→ Written instruction: Reproduce the listing with "detection system" swapped for "object detector" everywhere it occurs, leaving everything else as it is.

-- BEGIN Dataset records --

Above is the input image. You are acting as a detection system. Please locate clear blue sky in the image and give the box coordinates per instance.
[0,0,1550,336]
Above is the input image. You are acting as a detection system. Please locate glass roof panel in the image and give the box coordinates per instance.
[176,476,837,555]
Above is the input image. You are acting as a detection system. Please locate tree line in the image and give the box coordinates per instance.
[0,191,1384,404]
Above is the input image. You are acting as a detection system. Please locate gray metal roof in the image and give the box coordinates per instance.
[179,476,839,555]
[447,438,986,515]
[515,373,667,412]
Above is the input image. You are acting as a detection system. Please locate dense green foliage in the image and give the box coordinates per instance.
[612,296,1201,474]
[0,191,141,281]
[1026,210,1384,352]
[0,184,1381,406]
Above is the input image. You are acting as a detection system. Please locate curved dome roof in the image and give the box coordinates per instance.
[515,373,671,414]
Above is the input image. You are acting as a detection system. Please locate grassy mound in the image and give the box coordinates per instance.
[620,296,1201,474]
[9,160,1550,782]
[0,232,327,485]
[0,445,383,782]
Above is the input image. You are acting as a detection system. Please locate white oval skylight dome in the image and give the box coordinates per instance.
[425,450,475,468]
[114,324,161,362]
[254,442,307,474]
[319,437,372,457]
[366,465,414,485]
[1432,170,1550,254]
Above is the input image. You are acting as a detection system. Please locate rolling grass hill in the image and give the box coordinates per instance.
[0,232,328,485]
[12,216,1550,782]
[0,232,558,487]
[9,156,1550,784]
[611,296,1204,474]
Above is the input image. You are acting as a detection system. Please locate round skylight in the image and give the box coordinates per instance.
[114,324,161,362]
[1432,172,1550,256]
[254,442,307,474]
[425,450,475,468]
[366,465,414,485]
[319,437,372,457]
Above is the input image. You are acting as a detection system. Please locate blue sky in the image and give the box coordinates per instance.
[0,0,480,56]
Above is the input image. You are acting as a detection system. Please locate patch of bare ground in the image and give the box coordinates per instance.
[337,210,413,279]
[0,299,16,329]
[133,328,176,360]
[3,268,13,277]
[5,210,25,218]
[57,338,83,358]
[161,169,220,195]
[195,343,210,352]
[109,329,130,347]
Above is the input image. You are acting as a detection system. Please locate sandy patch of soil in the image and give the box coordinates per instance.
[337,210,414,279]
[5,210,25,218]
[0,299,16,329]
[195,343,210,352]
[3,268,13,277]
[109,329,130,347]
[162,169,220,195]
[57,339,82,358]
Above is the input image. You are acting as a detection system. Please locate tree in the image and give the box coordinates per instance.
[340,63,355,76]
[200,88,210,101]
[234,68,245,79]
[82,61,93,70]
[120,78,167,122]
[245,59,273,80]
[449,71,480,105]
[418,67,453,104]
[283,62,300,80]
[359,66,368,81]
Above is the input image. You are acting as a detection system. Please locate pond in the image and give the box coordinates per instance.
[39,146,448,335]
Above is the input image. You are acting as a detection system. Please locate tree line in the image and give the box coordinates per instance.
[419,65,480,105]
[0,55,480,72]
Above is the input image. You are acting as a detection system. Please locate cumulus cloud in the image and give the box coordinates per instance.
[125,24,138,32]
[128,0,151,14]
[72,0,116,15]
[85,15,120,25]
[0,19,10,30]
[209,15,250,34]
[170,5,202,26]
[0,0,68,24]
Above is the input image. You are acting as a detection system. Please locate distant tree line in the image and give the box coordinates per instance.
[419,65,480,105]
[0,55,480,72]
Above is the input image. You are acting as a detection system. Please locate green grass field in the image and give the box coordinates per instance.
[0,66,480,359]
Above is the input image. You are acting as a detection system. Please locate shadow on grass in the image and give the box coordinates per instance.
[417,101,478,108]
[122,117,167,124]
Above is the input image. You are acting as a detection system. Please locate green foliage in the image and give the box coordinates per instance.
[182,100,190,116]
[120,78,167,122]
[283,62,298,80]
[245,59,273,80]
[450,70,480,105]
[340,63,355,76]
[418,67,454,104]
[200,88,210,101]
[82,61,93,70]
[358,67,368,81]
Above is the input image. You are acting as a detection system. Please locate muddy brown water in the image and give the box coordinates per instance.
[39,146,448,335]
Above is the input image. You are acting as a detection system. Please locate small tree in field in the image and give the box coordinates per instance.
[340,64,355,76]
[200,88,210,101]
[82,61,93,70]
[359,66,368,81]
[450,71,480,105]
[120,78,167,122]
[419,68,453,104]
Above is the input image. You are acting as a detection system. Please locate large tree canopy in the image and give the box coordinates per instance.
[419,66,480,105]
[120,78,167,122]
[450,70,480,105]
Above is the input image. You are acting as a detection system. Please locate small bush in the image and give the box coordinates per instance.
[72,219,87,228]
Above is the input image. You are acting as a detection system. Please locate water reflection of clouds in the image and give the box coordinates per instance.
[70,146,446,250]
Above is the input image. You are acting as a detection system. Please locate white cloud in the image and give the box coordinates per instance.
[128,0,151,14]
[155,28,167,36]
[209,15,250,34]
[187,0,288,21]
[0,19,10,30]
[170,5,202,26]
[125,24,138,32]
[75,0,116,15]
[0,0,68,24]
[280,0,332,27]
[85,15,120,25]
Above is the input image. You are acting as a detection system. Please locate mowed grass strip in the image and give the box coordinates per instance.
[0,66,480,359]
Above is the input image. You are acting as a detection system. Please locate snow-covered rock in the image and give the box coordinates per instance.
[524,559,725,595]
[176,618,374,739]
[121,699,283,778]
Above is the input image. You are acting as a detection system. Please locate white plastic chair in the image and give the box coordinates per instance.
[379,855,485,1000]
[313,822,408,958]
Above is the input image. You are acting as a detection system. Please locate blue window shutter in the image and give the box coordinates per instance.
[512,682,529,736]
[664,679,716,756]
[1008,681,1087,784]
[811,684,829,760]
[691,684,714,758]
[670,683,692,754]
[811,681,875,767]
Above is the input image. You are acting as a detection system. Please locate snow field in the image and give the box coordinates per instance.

-- END Dataset records --

→ Task output:
Above is the input image. You are acting as a object detector. Please locate clear blue sky in the image and give the box coordinates per instance.
[0,0,1550,336]
Above is the input image. You are acting as a object detector. Please locate glass roof panel in the image and give the box coordinates per instance.
[176,476,837,555]
Above is the input image. You are acting as a object detector. Please locate tree line in the image and give the box coordinates per instance.
[0,191,1384,404]
Above is the input image. You are acting as a object detector. Please locate gray metal roof in the image and give the box coordinates per instance.
[179,476,839,555]
[447,438,986,515]
[515,373,667,412]
Above is the input image. You are acting as a object detector. Please locate dense green foliage in the image and give the box coordinates per instance.
[612,296,1201,474]
[0,191,141,281]
[1026,210,1384,352]
[0,184,1381,406]
Above is the input image. You are acting as a object detector. Please locate curved dome roof in the image and give the box coordinates per instance.
[515,373,671,414]
Above is the input image. You are acting as a object detector. Please locate grassy mound in the image and give the box coordinates per instance.
[620,296,1201,474]
[9,160,1550,782]
[0,232,327,485]
[0,445,383,782]
Above is the input image. You are acting as a object detector. Please locate white oval skylight dome in the image and give the box coordinates per instance.
[425,450,475,468]
[114,324,161,362]
[254,442,307,474]
[319,437,372,457]
[366,465,414,485]
[1432,170,1550,254]
Above is the input image. You are acting as a object detector. Please locate rolling grass hill in the image and give the box coordinates per instance.
[0,232,328,485]
[12,216,1550,782]
[0,232,558,487]
[9,156,1550,784]
[611,296,1204,474]
Above is the input image. You are acting as a object detector. Please locate round skylight in the image and give the box coordinates per instance.
[114,324,161,362]
[1432,172,1550,256]
[254,442,307,474]
[425,450,475,468]
[366,465,414,485]
[319,437,372,457]
Above is the input image. You are acting as a object detector. Please locate blue sky in the image and give the box coordinates per instance.
[0,0,480,56]
Above is the input image. You are acting as a object detector. Please locate patch of bare ground in the image and give the box coordinates per instance.
[337,210,413,279]
[0,299,16,329]
[133,328,176,360]
[3,268,13,277]
[5,210,25,218]
[57,338,83,358]
[161,169,220,195]
[195,343,210,352]
[109,329,130,347]
Above is the input image. You are acting as a object detector. Please locate sandy patch of soil in the image and give the box coordinates per instance.
[337,210,414,279]
[5,210,25,218]
[0,299,16,329]
[195,343,210,352]
[3,268,13,277]
[109,329,130,347]
[162,169,220,195]
[57,339,82,358]
Above is the input image. You are acting as a object detector. Please locate tree in the image and give the box coordinates per instance.
[340,63,355,76]
[200,88,210,101]
[234,68,245,79]
[82,61,93,70]
[120,78,167,122]
[245,59,273,80]
[449,71,480,105]
[418,67,453,104]
[283,62,300,80]
[359,66,368,81]
Above is the input image. You are acting as a object detector. Please locate pond in the image and give the box coordinates per instance.
[39,146,448,335]
Above is the input image. You are acting as a object detector. Please locate tree line in the image and give the box coordinates per instance.
[419,65,480,105]
[0,55,480,72]
Above is the input image. You are acting as a object detector. Please locate cumulus cloud in the image and give the box coordinates per instance.
[125,24,138,32]
[128,0,151,14]
[72,0,116,15]
[85,15,120,25]
[0,19,10,30]
[209,15,250,34]
[170,5,202,26]
[0,0,68,24]
Above is the input image. You are acting as a object detector. Please locate distant tree line in the image and give the box coordinates per instance.
[419,65,480,105]
[0,55,480,72]
Above is the input image. You are acting as a object detector. Please locate green grass field in the image and give the box coordinates per instance.
[0,66,480,359]
Above is the input image. You are acting as a object detector. Please locate shadow on grass in the image and give the box coordinates per instance.
[417,101,478,108]
[122,117,167,124]
Above is the input image. You are acting as a object detector. Please locate green foliage in the image and give the box coordinates per instance.
[182,100,190,116]
[120,78,167,122]
[283,62,298,80]
[245,59,273,80]
[450,70,480,105]
[340,63,355,76]
[418,67,454,104]
[200,88,210,101]
[82,61,93,70]
[358,67,368,81]
Above is the input image. You are acting as a object detector. Please locate muddy brown water in the image and give the box coordinates per instance.
[39,146,448,335]
Above is the input image. You are acting as a object detector. Please locate small tree in field in the image and give the box coordinates per instance.
[340,64,355,76]
[200,88,210,101]
[82,61,93,70]
[359,66,368,81]
[450,71,480,105]
[120,78,167,122]
[419,68,453,104]
Above is the input image. You are acting as a object detector. Please locate large tree canopy in the image and give the box coordinates per instance.
[419,66,480,105]
[120,78,167,122]
[450,70,480,105]
Above is the input image. You are acting as a object detector. Please locate small bush in the image and give the box coordinates per instance.
[72,219,87,228]
Above is the input image. You are acting as a object detector. Please locate water reflection of clouds in the image and give the box coordinates per instance.
[70,146,446,250]
Above is the input image. You are acting as a object detector. Please locate white cloud in the image and give the box coordinates per instance.
[128,0,151,14]
[155,28,167,36]
[209,15,250,34]
[187,0,288,21]
[0,19,10,30]
[170,5,202,26]
[125,24,138,32]
[75,0,116,15]
[0,0,68,24]
[280,0,332,27]
[85,15,120,25]
Above is the input image. You are acting as a object detector. Please locate mowed grass strip in the image and give the box coordinates per instance.
[0,66,480,359]
Above is the input image. You are acting as a object detector. Please locate snow-covered rock in the image and give the box coordinates per instance.
[524,559,725,595]
[176,618,374,739]
[121,699,283,778]
Above is the input image. You are acting as a object detector. Please locate white plastic chair in the image and give the box coordinates per instance.
[379,855,485,1000]
[313,822,408,958]
Above is the input image. You are acting as a object detector. Please locate blue window shutter in the image and give the box coordinates per instance.
[512,682,529,736]
[664,679,716,756]
[1008,681,1087,784]
[811,684,829,760]
[691,684,714,758]
[670,683,692,754]
[811,681,875,767]
Above is the input image. You are acting as a object detector. Please locate snow field in the image and give the box coordinates per instance.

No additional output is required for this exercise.